■ BRIEF ■
Exactly the lines from the line containing "[locate] the ornamental" through the final line of the entries below must be returned, and only those, without pictures.

■ Rows from a pointing dataset ■
────

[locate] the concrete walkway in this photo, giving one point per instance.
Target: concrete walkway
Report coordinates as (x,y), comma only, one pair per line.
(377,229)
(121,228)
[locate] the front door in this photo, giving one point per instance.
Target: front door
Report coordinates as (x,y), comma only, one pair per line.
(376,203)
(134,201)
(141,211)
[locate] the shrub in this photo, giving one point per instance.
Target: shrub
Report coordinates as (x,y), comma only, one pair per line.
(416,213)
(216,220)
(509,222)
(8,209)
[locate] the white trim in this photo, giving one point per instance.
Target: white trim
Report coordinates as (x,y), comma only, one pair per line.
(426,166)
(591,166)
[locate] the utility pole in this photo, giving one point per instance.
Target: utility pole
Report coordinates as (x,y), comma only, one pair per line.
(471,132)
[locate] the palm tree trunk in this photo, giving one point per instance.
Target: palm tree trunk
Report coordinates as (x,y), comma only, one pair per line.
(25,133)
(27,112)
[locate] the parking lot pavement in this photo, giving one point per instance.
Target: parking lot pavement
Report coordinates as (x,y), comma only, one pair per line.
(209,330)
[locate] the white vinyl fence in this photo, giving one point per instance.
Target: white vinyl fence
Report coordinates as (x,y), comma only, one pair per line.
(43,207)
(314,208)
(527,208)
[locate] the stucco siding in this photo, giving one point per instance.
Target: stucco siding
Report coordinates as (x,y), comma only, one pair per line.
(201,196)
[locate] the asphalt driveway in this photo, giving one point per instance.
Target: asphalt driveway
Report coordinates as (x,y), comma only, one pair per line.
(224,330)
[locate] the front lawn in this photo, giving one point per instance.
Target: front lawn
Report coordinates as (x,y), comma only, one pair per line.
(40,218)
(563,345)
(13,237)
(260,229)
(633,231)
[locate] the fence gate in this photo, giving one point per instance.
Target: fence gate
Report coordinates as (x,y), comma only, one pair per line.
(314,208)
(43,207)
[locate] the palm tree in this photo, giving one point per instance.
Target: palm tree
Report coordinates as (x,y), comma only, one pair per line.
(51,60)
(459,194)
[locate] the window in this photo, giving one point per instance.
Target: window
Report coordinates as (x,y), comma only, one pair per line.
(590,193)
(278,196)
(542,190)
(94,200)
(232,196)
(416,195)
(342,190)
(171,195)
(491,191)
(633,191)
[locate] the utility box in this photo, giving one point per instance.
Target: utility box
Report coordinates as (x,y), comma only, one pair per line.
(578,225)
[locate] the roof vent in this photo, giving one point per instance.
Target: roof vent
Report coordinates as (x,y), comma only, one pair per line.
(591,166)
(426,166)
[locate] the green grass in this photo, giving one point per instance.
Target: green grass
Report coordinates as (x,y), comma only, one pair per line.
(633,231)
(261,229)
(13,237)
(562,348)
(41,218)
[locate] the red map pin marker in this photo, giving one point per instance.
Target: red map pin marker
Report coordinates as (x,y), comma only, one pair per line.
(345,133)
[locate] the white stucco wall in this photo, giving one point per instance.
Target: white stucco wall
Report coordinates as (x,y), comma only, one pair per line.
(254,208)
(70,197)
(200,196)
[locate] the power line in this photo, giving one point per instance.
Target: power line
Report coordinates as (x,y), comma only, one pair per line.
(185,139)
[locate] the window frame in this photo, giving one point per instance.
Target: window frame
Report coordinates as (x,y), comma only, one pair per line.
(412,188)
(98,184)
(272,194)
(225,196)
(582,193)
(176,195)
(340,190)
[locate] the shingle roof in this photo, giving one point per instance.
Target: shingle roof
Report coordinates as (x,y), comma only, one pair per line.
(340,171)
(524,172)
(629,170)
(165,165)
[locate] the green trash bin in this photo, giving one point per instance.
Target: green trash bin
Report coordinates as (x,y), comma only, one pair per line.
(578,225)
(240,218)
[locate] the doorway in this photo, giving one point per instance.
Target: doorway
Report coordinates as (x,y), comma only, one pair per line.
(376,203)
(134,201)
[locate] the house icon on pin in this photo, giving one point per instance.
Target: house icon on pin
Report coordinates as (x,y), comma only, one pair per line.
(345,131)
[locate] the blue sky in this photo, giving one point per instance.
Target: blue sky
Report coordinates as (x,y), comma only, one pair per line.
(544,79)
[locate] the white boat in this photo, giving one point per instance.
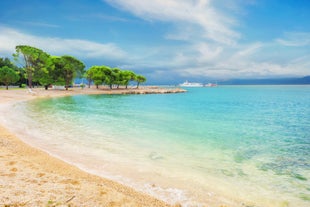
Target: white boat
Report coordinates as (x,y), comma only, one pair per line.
(210,85)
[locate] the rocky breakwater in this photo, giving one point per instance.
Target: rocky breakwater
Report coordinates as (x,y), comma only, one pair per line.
(147,90)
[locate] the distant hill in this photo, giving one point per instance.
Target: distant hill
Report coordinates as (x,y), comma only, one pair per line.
(268,81)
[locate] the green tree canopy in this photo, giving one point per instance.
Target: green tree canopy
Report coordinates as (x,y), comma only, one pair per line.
(67,68)
(33,59)
(140,79)
(8,75)
(127,76)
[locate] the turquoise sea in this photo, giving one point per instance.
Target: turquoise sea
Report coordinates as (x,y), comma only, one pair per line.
(228,145)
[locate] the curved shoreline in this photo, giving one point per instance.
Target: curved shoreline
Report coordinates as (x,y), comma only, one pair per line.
(31,177)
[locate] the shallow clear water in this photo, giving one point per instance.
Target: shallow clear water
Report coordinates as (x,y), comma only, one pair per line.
(232,145)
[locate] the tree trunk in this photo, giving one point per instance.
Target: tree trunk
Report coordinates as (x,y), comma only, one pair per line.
(30,79)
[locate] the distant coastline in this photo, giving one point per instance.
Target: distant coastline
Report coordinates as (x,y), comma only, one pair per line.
(268,81)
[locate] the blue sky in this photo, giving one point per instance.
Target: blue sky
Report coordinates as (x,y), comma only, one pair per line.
(168,41)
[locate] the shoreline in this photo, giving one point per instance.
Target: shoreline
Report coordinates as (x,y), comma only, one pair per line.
(32,177)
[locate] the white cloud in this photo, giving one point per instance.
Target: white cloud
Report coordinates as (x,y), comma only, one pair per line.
(214,24)
(9,38)
(295,39)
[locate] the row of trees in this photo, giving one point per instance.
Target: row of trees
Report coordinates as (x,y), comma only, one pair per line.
(44,69)
(112,76)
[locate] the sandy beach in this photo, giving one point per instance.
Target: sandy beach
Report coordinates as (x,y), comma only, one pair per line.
(31,177)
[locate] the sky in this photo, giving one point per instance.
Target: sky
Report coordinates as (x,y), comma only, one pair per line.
(168,41)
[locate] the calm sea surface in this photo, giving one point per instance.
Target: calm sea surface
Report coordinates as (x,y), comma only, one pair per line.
(230,145)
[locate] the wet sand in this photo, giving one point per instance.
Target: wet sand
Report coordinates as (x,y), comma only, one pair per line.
(31,177)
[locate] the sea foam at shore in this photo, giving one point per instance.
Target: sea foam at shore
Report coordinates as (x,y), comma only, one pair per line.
(227,145)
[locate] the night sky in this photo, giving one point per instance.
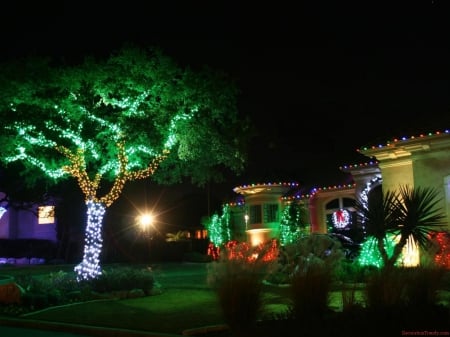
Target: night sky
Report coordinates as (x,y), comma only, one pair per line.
(319,80)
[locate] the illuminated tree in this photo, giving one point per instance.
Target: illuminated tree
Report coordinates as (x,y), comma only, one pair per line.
(109,121)
(408,214)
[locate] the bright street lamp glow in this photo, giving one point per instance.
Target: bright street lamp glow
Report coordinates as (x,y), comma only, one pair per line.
(146,220)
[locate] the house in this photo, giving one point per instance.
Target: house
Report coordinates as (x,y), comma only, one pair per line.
(422,160)
(27,236)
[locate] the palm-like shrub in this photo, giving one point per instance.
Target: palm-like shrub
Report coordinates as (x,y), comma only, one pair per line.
(408,212)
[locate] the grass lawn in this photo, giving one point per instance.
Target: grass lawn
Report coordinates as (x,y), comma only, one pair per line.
(186,302)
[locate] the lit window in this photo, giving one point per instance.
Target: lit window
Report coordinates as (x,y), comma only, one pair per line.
(46,214)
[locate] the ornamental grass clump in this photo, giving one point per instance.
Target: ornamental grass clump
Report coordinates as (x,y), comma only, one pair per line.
(318,258)
(237,277)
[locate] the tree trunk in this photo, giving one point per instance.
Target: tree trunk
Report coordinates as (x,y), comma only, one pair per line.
(90,268)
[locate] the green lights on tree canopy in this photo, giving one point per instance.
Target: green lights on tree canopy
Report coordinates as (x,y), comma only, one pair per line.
(107,122)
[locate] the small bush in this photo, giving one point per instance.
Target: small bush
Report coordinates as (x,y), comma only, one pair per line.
(123,278)
(237,279)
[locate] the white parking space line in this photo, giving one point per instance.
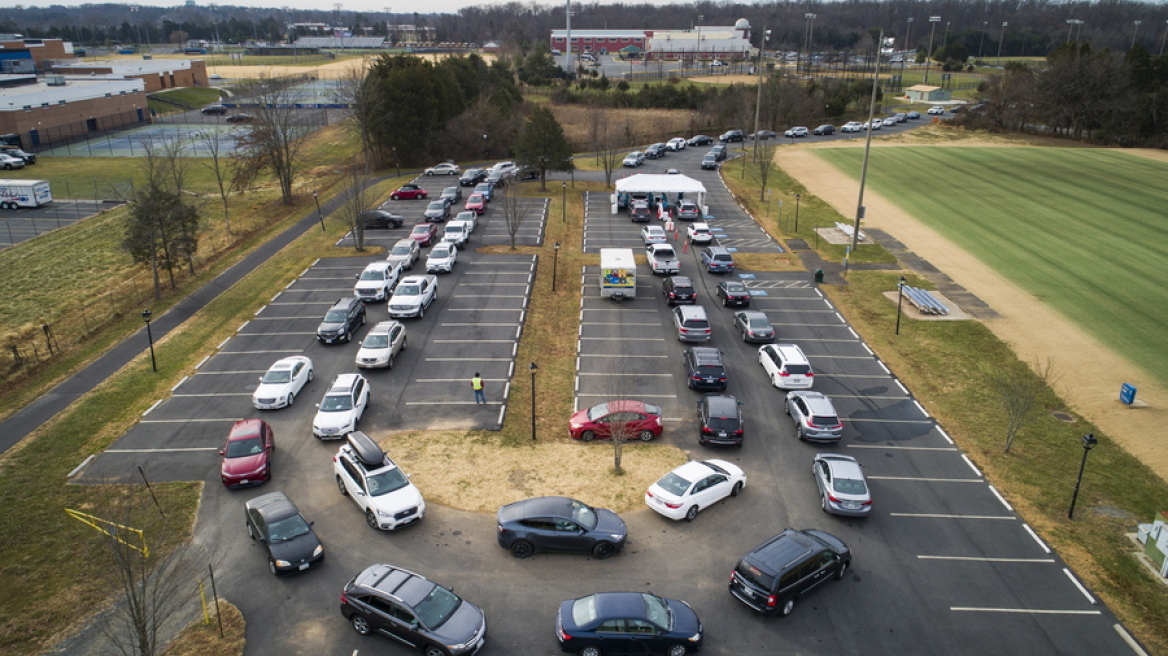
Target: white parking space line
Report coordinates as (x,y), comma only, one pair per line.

────

■ RIGHT ANSWER ■
[locate] the ornamental grass clump in this photo, giving one point per instance.
Target: ornamental grass clump
Report coordinates as (x,y), comma only, one pair per line.
(318,258)
(237,277)
[locate] the tree trunk in this photo, giving one point per instance.
Target: tree trunk
Report coordinates as (x,y), comma only, one pair per line.
(90,268)
[locate] the green lights on tree canopy in this photo, giving one point per instance.
Target: green lights on tree canopy
Report coordinates as (x,y), comma only, one pair per line.
(107,122)
[locate] the small bush in this photo, giving one point per instance.
Target: small bush
Report coordinates as (x,y), comma only, one pair per line.
(123,278)
(237,279)
[locate] the white parking space line in this photo, giving one point per instance.
Target: white parking space line
Report coordinates as (x,y), comma only, one pair per line.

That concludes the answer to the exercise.